• [READING PASSAGE]:
Jira DC Cache Replication - dev tips & tricks
On this page I would like to focus on some specific properties of remote cache implementation in Jira DC.
TLDR
Most of the time you want to have a cache replicated by invalidation with a loader backed by the DB
Asynchronous replication vs synchronous
In Jira DC a remote cache is always an asynchronously replicated cache.
//Note: those cache settings are ignored in Jira DC
//Jira DC supports only async cache replication
new CacheSettingsBuilder().replicateAsynchronously();
new CacheSettingsBuilder().replicateSynchronously();
There is only a guarantee that operations on a replicated cache on given thread will be replicated on other nodes in the same order.
You can find more details about how this works in Jira Data Center cache replication.
ReplicateViaInvalidation vs ReplicateViaCopy
We have 2 types of replication. One works, is simple, recommended and this is what most Jira caches use: replication by invalidation. Such cache should always have a loader so the only operation which is done on such cache is removeByKey or removeAll. This triggers an asynchronous remove(key) or removeAll message to all other nodes.
Example of such cache definition:
cacheManager.getCache(
getClass().getName() + ".cache", //cache name
this::loadValueForKey, //cache loader
new CacheSettingsBuilder().remote().replicateViaInvalidation().unflushable().build() // replicated via invalidation
);
Warning
Note: if you don’t specify any cache setting explicitly this is what you will get by default:
cache is
remote
by default- cache is
replicateViaInvalidation
by default better always explicitly specify cache settings
without a loader such cache is probably useless - see “Non-sense caches”
The sequence of using such cache usually looks like this:
value = ...;
updateDB(key1,value); // store the new value of key in the store (which the cache loader is using)
cache.remove(key1); // this invalidates the key in the local cache synchronously and asynchronously on other nodes by sending a remove(key1) message to all nodes
....
cache.get(key1); //triggers the loader to get the value for key from the shared store
The other type of replication is replication by value. Such cache would not be backed by a loader, you would do all operations on this cache (put, remove) and puts will be replicated as puts and removes as removes. This one is tricky and there are only few use cases where it works out of the box.
The value are replicated asynchronously. Remember this is a replicated cache, not a synchronised shared storage, all synchronous cache operations are local (i.e. changes applied to the cache in memory and persisting the replicated message on local store - localq).
The problem here is that asynchronous put (and this is the main difference put vs remove only) will result in an undefined state of the cache on all nodes. The race between different put(K1) is happening between 2 different threads on a single node or between any node. You may want to solve this problem by using a cluster lock, but the cluster lock service is based on DB (and its not supporting well dynamic keys) so it will be better to switch to a cache replicated by invalidation.
There are however use cases where this is not a problem if the data we store in the cache is key-ed by the node (node id), i.e. there is only one node in the cluster updating a given key. Then the only thing we need to guarantee is that the cache on a given node is only updated by a single thread.

• [PROBLEMS]:
#1 Decide whether each statement agrees with the page on Jira DC cache replication. Answer yes or no for each, and quote the words from the page that settle it.
(a) Jira DC supports synchronous cache replication.
(b) Most Jira caches use replication by invalidation.
(c) The cluster lock service is based on the DB.
#2 Answer these questions using the page on Jira DC cache replication.
(a) Which operations are the only ones done on a cache replicated by invalidation?
(b) In replication by value, how are puts replicated?
(c) In the sample sequence, what does cache.get(key1) trigger?
Use only the page on Jira DC cache replication, with no outside knowledge.

• [DATA LISTING]:

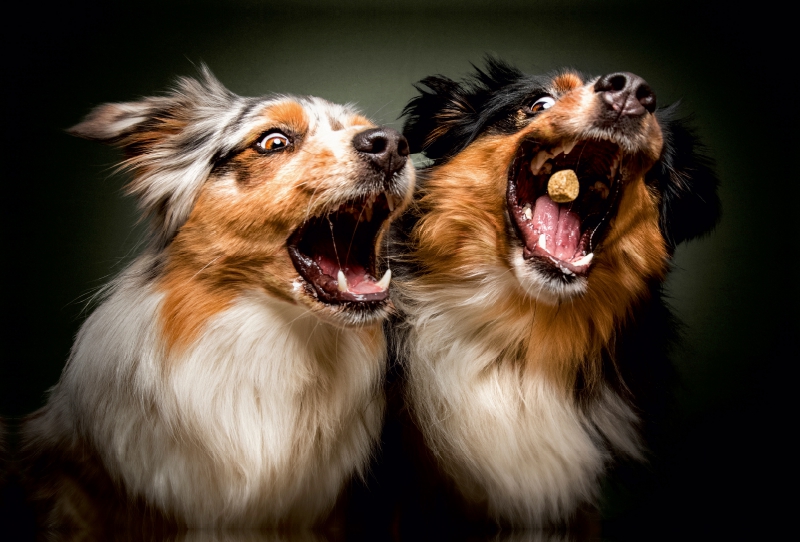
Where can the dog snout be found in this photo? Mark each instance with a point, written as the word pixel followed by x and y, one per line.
pixel 626 93
pixel 385 148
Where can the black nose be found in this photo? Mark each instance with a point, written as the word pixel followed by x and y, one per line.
pixel 626 93
pixel 386 148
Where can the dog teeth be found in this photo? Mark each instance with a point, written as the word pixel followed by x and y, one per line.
pixel 538 160
pixel 342 285
pixel 383 284
pixel 584 261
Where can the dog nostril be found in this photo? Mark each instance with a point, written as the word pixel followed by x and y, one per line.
pixel 626 94
pixel 402 146
pixel 617 82
pixel 611 83
pixel 385 148
pixel 646 97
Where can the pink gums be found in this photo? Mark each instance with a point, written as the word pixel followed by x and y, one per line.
pixel 358 280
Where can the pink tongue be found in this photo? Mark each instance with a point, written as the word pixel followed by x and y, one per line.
pixel 358 281
pixel 562 227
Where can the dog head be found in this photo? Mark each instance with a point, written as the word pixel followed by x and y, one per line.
pixel 289 195
pixel 643 184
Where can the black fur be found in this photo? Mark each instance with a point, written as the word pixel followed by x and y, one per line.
pixel 486 102
pixel 448 115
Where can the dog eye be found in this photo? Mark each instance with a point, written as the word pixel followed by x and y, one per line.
pixel 545 102
pixel 272 142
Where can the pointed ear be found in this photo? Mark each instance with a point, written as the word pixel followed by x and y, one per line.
pixel 685 177
pixel 170 144
pixel 435 119
pixel 111 123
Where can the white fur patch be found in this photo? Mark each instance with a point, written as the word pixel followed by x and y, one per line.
pixel 262 421
pixel 506 435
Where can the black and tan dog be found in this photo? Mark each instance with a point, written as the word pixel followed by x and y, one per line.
pixel 529 322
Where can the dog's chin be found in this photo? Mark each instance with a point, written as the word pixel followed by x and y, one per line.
pixel 344 315
pixel 543 283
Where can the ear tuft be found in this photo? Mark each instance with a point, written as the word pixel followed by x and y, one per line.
pixel 110 123
pixel 685 176
pixel 170 143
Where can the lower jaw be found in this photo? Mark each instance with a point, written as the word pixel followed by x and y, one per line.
pixel 550 288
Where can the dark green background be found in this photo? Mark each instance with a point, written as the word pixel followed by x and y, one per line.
pixel 67 228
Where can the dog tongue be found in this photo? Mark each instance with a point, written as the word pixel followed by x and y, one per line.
pixel 561 226
pixel 358 280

• [OUTPUTS IN ORDER]:
#1
(a) No: "Jira DC supports only async cache replication"
(b) Yes: "this is what most Jira caches use: replication by invalidation"
(c) Yes: "the cluster lock service is based on DB"

#2
(a) removeByKey or removeAll.
(b) As puts.
(c) It triggers the loader to get the value for the key from the shared store.